--- Given passage ---
>>>

You're listing things you apparently find improbable. They aren't convenient coincidences used to move the plot. None of these call into question the credibility of the show. Some of them actually misrepresent how far the show was willing to go to avoid being sloppy. You think it's a convenient coincidence that Skylar came around to Walt's behavior? She spent an entire season hating him with every breath and doing everything she could to get away from him. The only reason she's going along now is to help Hank.
:lmao: Please.SPOILER BELOW

Ok, here's another. Jesse goes to rehab meeting, meets up with a chick, who happens to have a younger brother who was on the streets working a corner. He and this chick become an item, when he learns that this same little brother is the kid who shot his buddy dead a season or two earlier. I mean come on.
You are both getting stuff wrong, missing some of the points of these "coincidences," and calling some things coincidences that aren't far fetched. A couple examples:- Why would someone look in a diaper box before the baby arrived? Doesn't seem far-fetched to me.

- Walt sitting next to the dad didn't advance the plot at all. It wasn't necessary, and therefore it's not a "convenient" coincidence. It was a deliberate move to show how all our lives cross. You can dislike that if you want, but that doesn't make it a convenient coincidence.

- Why would workers care about two white guys entering the building? There's a ton of people I pass every day around my office and I have no idea what they do. You're assuming people are inherently suspicious and assume there are criminal conspiracies around them in their everyday lives. They do not.

<<<

--- What to work on ---
**a)** Set down the part of the discussion about the show's coincidences word for word, beginning at the words "You're listing things" and stopping after the words "to help Hank.".
**b)** For the discussion about the show's coincidences, decide whether each statement agrees with it, answering yes or no and quoting the deciding words: (i) Skylar spent an entire season hating Walt. (ii) Jesse meets the chick at his workplace. (iii) Walt sitting next to the dad advanced the plot.
**c)** Extend the discussion about the show's coincidences, starting after its final sentence.

--- Excerpted data ---
>>>

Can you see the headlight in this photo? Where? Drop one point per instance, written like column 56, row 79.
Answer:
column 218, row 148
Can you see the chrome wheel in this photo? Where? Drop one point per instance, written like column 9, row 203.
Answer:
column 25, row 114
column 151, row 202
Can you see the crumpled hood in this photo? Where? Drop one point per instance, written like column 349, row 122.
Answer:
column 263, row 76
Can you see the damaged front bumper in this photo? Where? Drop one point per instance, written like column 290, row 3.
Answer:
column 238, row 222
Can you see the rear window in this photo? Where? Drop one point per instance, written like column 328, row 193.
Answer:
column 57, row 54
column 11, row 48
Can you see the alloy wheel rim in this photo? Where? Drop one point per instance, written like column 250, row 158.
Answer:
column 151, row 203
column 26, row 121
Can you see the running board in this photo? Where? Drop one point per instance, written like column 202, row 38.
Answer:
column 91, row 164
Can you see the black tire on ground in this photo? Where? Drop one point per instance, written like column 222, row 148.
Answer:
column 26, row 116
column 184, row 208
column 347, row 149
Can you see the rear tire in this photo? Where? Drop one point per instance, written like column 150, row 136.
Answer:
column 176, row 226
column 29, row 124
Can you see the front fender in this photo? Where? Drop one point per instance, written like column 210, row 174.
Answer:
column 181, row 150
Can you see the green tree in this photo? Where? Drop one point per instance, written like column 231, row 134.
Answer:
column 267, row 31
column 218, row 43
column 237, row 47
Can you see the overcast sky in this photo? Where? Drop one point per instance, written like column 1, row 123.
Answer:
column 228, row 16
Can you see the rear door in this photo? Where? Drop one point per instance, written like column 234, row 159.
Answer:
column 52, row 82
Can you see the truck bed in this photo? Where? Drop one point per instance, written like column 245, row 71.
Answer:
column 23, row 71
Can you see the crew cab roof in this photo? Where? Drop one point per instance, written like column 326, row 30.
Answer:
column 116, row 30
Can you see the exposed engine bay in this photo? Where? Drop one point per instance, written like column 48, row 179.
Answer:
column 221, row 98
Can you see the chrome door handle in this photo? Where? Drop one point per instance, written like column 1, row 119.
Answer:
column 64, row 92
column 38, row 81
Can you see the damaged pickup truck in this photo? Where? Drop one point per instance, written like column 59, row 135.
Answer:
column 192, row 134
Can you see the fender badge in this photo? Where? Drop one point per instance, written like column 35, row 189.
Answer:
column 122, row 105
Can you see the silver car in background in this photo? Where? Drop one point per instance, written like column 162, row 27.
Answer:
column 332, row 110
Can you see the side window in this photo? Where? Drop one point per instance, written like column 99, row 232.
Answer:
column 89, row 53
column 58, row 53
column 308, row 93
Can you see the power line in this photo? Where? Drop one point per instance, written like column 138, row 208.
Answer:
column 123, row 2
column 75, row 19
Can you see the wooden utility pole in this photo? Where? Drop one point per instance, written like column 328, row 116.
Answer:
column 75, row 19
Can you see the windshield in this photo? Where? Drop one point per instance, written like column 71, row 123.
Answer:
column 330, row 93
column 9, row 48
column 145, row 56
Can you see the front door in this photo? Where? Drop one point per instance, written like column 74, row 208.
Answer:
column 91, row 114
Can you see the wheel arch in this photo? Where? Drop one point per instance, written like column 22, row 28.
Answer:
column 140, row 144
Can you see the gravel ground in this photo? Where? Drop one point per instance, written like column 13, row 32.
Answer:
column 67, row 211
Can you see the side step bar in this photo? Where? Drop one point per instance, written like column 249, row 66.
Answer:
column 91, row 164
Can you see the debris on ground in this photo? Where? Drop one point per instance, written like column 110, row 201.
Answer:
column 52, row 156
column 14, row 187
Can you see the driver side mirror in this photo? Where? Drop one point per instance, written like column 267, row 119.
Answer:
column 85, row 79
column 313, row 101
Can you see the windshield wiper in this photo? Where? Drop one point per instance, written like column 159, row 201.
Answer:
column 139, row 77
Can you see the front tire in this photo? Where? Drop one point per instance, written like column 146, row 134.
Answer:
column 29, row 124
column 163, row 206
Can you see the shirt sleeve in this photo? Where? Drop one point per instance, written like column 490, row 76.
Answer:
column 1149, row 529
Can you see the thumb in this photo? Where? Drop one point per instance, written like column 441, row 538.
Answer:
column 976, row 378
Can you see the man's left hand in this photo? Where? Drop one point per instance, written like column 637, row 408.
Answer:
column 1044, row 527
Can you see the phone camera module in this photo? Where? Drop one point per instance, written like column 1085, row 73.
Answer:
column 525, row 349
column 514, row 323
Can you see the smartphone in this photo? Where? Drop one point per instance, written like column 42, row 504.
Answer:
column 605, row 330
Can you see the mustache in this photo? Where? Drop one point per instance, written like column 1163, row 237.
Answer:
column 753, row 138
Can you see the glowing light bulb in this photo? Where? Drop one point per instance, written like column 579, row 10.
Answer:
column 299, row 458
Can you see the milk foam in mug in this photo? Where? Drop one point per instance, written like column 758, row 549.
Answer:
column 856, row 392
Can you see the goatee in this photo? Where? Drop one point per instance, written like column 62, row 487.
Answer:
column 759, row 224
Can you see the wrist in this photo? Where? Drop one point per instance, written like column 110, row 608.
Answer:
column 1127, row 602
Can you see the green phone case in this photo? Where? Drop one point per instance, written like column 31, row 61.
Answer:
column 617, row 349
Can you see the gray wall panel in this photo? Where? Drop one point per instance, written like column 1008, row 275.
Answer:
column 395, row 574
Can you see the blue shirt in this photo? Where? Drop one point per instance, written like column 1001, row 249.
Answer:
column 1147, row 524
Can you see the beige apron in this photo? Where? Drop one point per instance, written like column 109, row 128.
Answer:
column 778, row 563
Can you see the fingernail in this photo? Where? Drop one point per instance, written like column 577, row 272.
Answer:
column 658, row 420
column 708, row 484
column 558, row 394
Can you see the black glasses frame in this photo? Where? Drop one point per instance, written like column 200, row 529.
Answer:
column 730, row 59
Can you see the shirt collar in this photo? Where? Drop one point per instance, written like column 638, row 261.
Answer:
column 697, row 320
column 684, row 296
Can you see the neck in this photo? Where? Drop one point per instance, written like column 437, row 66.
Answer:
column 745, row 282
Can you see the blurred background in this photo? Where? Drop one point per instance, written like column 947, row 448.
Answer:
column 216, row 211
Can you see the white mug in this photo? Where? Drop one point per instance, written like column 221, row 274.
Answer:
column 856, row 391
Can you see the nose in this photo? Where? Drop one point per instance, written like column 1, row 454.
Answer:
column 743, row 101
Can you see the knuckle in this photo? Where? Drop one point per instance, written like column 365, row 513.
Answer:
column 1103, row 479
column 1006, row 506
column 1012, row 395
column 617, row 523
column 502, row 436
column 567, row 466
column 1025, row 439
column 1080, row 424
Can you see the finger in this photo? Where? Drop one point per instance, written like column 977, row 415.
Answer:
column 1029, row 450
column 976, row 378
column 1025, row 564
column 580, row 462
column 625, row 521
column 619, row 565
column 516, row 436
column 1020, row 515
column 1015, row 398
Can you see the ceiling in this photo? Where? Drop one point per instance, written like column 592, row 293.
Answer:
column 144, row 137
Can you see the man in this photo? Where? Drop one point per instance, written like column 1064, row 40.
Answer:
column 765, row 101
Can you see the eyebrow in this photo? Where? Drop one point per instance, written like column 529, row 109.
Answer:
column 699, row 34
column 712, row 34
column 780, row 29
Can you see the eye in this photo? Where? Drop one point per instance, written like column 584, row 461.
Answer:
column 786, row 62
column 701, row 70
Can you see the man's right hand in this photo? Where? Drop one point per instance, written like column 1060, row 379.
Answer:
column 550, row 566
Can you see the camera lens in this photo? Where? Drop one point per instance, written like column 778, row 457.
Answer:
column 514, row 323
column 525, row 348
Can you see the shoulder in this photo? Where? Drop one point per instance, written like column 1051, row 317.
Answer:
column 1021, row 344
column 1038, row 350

<<<

--- Task responses ---
**a)**
You're listing things you apparently find improbable. They aren't convenient coincidences used to move the plot. None of these call into question the credibility of the show. Some of them actually misrepresent how far the show was willing to go to avoid being sloppy. You think it's a convenient coincidence that Skylar came around to Walt's behavior? She spent an entire season hating him with every breath and doing everything she could to get away from him. The only reason she's going along now is to help Hank.

**b)**
(i) Yes: "She spent an entire season hating him with every breath"
(ii) No: "Jesse goes to rehab meeting, meets up with a chick"
(iii) No: "Walt sitting next to the dad didn't advance the plot at all."

**c)**
- People don't disclose things in real estate offerings all the time, because there's tens of thousands of dollars at stake.. It's stupid to complain about that as a "convenient coincidence."

- I don't understand why it's weird that nobody notices the hole in the ceiling. How could they unless they were in the house?

I could go on and on with stuff you listed that's either not the much of a coincidence or isn't "convenient" in that it wasn't needed to move the story forward.

Like others have said,all the coincidences leading to the plane crash were a little beyond the pale, and I'll give you Hank showing up just in time to save them from Tuco as pushing it a bit, too. But those are the only two you listed that push suspension of disbelief at all, IMO. The rest is just standard storytelling stuff; people's lives intersecting, people catching good and bad breaks, people getting away with crimes or getting caught due to circumstances, etc. If you don't like the standard staples of fiction, maybe a mall security tape or sitting on a park bench watching ducks or something is more to your liking?